[Rows from a pointing dataset]
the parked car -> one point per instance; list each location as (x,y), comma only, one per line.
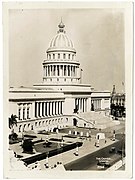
(112,150)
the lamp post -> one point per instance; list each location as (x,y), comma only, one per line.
(97,144)
(47,165)
(77,150)
(113,135)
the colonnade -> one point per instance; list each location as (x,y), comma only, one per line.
(60,70)
(48,108)
(81,104)
(96,103)
(24,111)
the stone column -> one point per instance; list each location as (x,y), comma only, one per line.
(40,109)
(60,68)
(45,108)
(61,107)
(78,104)
(21,111)
(48,107)
(83,104)
(50,103)
(58,107)
(66,67)
(43,113)
(55,108)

▶ Task details: Convert every line of the data above into a numbered list with one line per item, skipping any blank lines. Leave the picture out of your answer.

▶ Right answer:
1. the parked car -> one point per instance; list each location as (x,y), comma only, one per line.
2. (112,150)
3. the lamp post -> one point per instance; list each location as (x,y), comma only, one per line.
4. (97,144)
5. (47,165)
6. (77,150)
7. (113,135)
8. the colonnade -> one point per instance; list each location as (x,y), comma only, one per line.
9. (60,70)
10. (48,108)
11. (81,104)
12. (96,103)
13. (24,111)
14. the stone column -> one point per instance; list each location as (x,y), comma only, one per line.
15. (40,109)
16. (60,68)
17. (45,108)
18. (61,107)
19. (78,104)
20. (21,111)
21. (48,107)
22. (83,104)
23. (50,103)
24. (58,107)
25. (66,67)
26. (43,113)
27. (55,108)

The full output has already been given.